• SHORT EXERCISE:
Render the stretch from the line containing "Localize the windshield wiper." through the end of the listing as a numbered list, leaving out blank lines.

• DATA FOR THE TASK:
· · · · ·
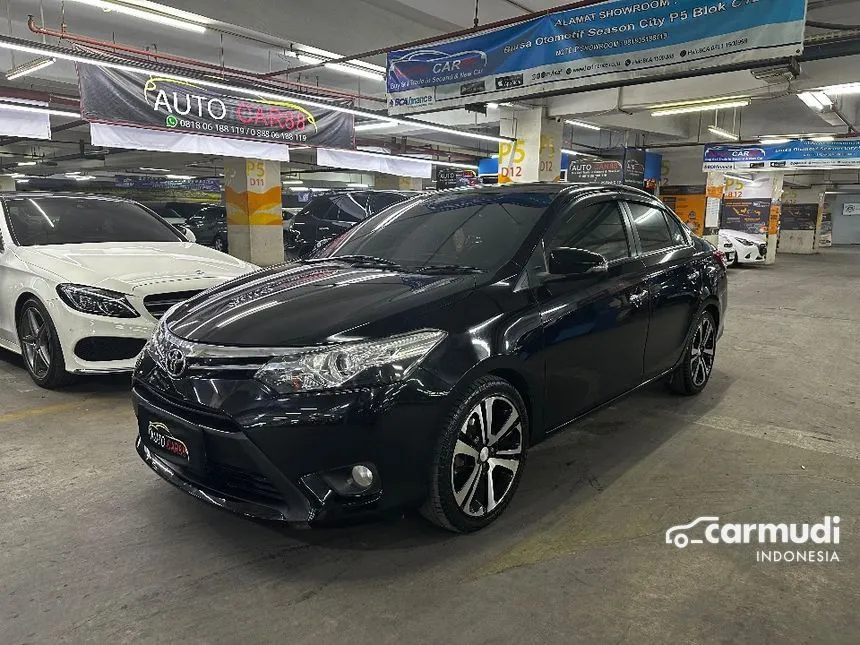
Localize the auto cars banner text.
[78,65,354,148]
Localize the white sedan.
[720,229,767,264]
[0,193,258,388]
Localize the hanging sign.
[703,139,860,172]
[387,0,806,114]
[78,65,354,148]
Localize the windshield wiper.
[303,255,403,269]
[415,264,483,273]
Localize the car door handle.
[629,289,648,309]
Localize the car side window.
[627,203,687,253]
[547,201,630,262]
· · · · ·
• ANSWER TO THE EXERCISE:
1. Localize the windshield wiper.
2. [303,255,403,269]
3. [415,264,483,273]
4. Localize the car door handle.
5. [629,289,648,309]
6. Localize the car side window.
7. [627,203,687,253]
8. [547,201,630,262]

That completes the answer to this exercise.